## [Dataset entries]
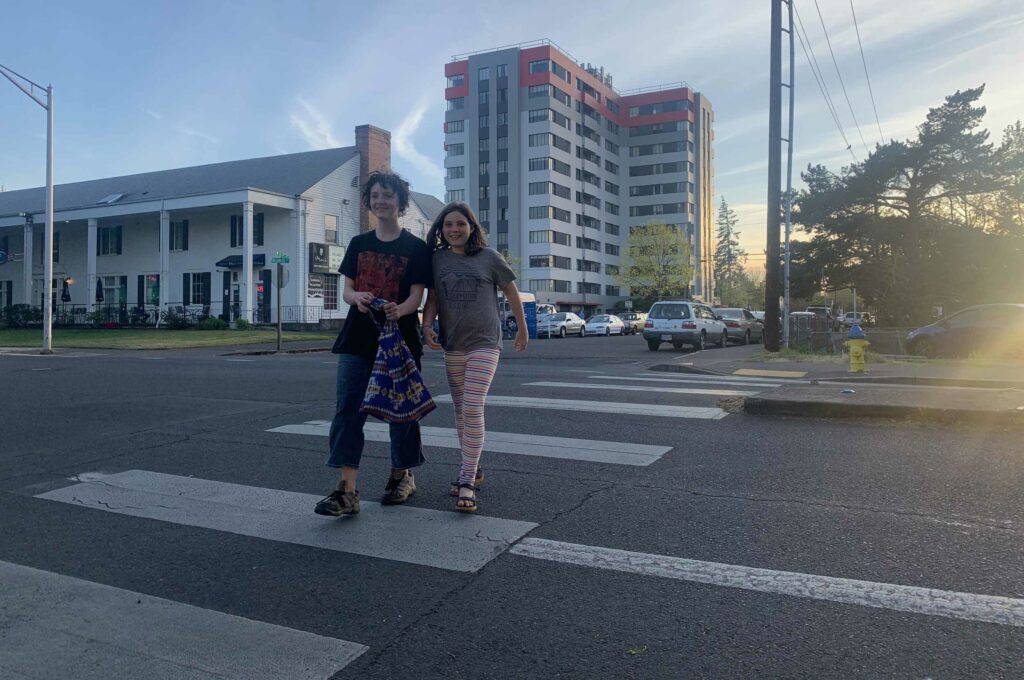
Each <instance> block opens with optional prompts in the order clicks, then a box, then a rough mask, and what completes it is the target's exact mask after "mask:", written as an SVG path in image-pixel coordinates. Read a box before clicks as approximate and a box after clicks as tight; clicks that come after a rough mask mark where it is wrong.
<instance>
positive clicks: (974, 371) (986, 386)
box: [650, 345, 1024, 429]
mask: <svg viewBox="0 0 1024 680" xmlns="http://www.w3.org/2000/svg"><path fill="white" fill-rule="evenodd" d="M762 353H763V347H761V346H760V345H749V346H745V347H732V348H728V349H724V350H723V349H713V350H705V351H701V352H694V353H692V354H684V355H681V356H676V357H674V358H673V359H672V360H669V362H664V363H659V364H654V365H652V366H651V367H650V370H652V371H665V372H674V373H695V374H702V375H716V376H746V377H760V378H768V379H772V378H775V379H779V380H790V381H793V382H790V383H786V384H784V385H782V386H780V387H777V388H773V389H768V390H765V391H763V392H761V393H760V394H757V395H755V396H750V397H744V398H740V399H732V400H729V401H727V402H725V403H724V405H723V406H725V407H726V408H727V409H729V410H732V411H737V412H742V413H748V414H752V415H776V416H791V417H793V416H798V417H807V418H840V419H858V418H859V419H876V420H878V419H883V420H890V421H914V422H927V423H941V424H944V425H951V426H965V425H970V426H974V427H979V426H980V427H983V428H998V429H1004V428H1021V429H1024V366H1021V365H990V366H986V365H982V366H978V365H977V364H976V363H974V362H948V360H933V362H929V360H900V359H895V360H887V362H885V363H871V364H868V366H867V369H868V371H867V373H866V374H851V373H849V365H848V364H847V363H846V362H845V360H844V358H845V357H836V358H831V357H827V356H821V357H808V360H784V359H761V358H759V356H760V355H761V354H762Z"/></svg>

## [Your goal]
All lines above in which the word "instance" occurs should be identified and copied.

## [Written response]
Each <instance> block opens with optional prompts in the order clicks, then a box, then a rough mask, and what completes it is the target's exact mask after "mask:", written as an SVG path in image-pixel coordinates. Read a box before clicks as approximate and a box after clicks as tight; clicks that come after a rough mask mark where it is wrong.
<instance>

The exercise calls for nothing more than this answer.